§ **Task brief**
Set down each entry exactly as it stands, without altering a single character.

▼

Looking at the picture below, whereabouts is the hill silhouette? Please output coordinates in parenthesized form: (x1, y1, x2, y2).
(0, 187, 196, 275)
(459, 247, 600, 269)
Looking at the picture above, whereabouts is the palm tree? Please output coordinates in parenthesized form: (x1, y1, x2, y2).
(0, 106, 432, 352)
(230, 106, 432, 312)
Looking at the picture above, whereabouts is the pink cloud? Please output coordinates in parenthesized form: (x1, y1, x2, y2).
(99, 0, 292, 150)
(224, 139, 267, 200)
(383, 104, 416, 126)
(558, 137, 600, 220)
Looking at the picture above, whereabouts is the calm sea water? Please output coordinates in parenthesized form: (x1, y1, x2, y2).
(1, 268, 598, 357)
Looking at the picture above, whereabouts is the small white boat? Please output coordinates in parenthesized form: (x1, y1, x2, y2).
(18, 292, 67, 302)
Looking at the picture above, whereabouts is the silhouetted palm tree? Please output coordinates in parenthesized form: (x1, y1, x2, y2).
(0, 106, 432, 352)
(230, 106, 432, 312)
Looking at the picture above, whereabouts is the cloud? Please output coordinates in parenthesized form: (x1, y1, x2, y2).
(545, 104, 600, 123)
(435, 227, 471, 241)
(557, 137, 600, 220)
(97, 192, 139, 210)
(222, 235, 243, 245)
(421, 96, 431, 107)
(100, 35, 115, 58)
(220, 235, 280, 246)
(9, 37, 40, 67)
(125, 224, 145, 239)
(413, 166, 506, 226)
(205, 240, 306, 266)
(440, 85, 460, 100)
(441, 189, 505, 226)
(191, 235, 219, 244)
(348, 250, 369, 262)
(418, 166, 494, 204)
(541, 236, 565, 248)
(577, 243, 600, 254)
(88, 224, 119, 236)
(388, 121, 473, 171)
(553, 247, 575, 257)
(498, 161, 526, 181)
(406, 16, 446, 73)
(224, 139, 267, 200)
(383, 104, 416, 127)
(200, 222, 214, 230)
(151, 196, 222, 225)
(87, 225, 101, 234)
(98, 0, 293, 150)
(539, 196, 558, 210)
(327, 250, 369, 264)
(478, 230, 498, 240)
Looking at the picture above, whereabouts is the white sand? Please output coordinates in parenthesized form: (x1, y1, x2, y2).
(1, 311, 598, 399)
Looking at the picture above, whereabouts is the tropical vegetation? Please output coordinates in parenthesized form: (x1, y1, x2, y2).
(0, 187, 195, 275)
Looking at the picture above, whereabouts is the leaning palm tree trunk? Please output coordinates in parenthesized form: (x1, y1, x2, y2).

▲

§ **Task result**
Looking at the picture below, whereabouts is the hill silhouette? Please output coordinates in parenthesized form: (x1, y1, x2, y2).
(0, 187, 196, 275)
(459, 247, 600, 269)
Looking at the picture above, whereabouts is the palm tree? Please output coordinates in parenthesized form: (x1, y1, x2, y2).
(0, 106, 432, 352)
(230, 106, 432, 312)
Looking at the picture above, whereabouts is the pink cloud? Please output coordinates in parenthesized form: (x1, y1, x2, y2).
(99, 0, 292, 150)
(224, 139, 267, 200)
(383, 104, 416, 126)
(558, 137, 600, 220)
Looking at the picture above, whereabouts is the calm sea water? Please output coordinates in parenthesized form: (x1, y1, x2, y2).
(1, 268, 598, 357)
Looking at the picture above, whereabouts is the small white boat? Please output coordinates in parenthesized form: (x1, y1, x2, y2).
(18, 292, 67, 302)
Looking at the picture above, whereabouts is the silhouetted palm tree? Please output coordinates in parenthesized form: (x1, y1, x2, y2).
(0, 106, 432, 352)
(230, 106, 432, 312)
Looking at the picture above, whereabouts is the cloud? Please output coordinates in parenthesized form: (x1, y1, x2, y2).
(545, 104, 600, 123)
(435, 227, 471, 241)
(557, 137, 600, 220)
(97, 192, 139, 210)
(222, 235, 243, 245)
(421, 96, 431, 107)
(100, 35, 115, 58)
(220, 235, 280, 246)
(9, 37, 40, 67)
(125, 224, 145, 239)
(413, 166, 506, 226)
(205, 240, 306, 266)
(440, 85, 460, 100)
(441, 189, 505, 226)
(191, 235, 219, 244)
(348, 250, 369, 262)
(418, 166, 494, 204)
(541, 236, 565, 248)
(577, 243, 600, 254)
(88, 224, 119, 236)
(388, 121, 473, 171)
(553, 247, 575, 257)
(498, 161, 526, 181)
(406, 16, 446, 73)
(224, 139, 267, 200)
(383, 104, 416, 127)
(200, 222, 214, 230)
(151, 196, 222, 225)
(87, 225, 101, 234)
(98, 0, 293, 150)
(539, 196, 558, 210)
(327, 250, 369, 264)
(478, 230, 498, 240)
Looking at the picture above, whereabouts is the white sand? Please output coordinates in parenthesized form: (x1, y1, x2, y2).
(1, 311, 598, 399)
Looking at the picture above, whereabouts is the tropical vegetation? Please output coordinates in parenthesized form: (x1, y1, x2, y2).
(0, 187, 195, 275)
Looking at the picture above, whereabouts is the leaning palm tree trunk? Please output coordinates in parenthesized form: (x1, y1, x2, y2).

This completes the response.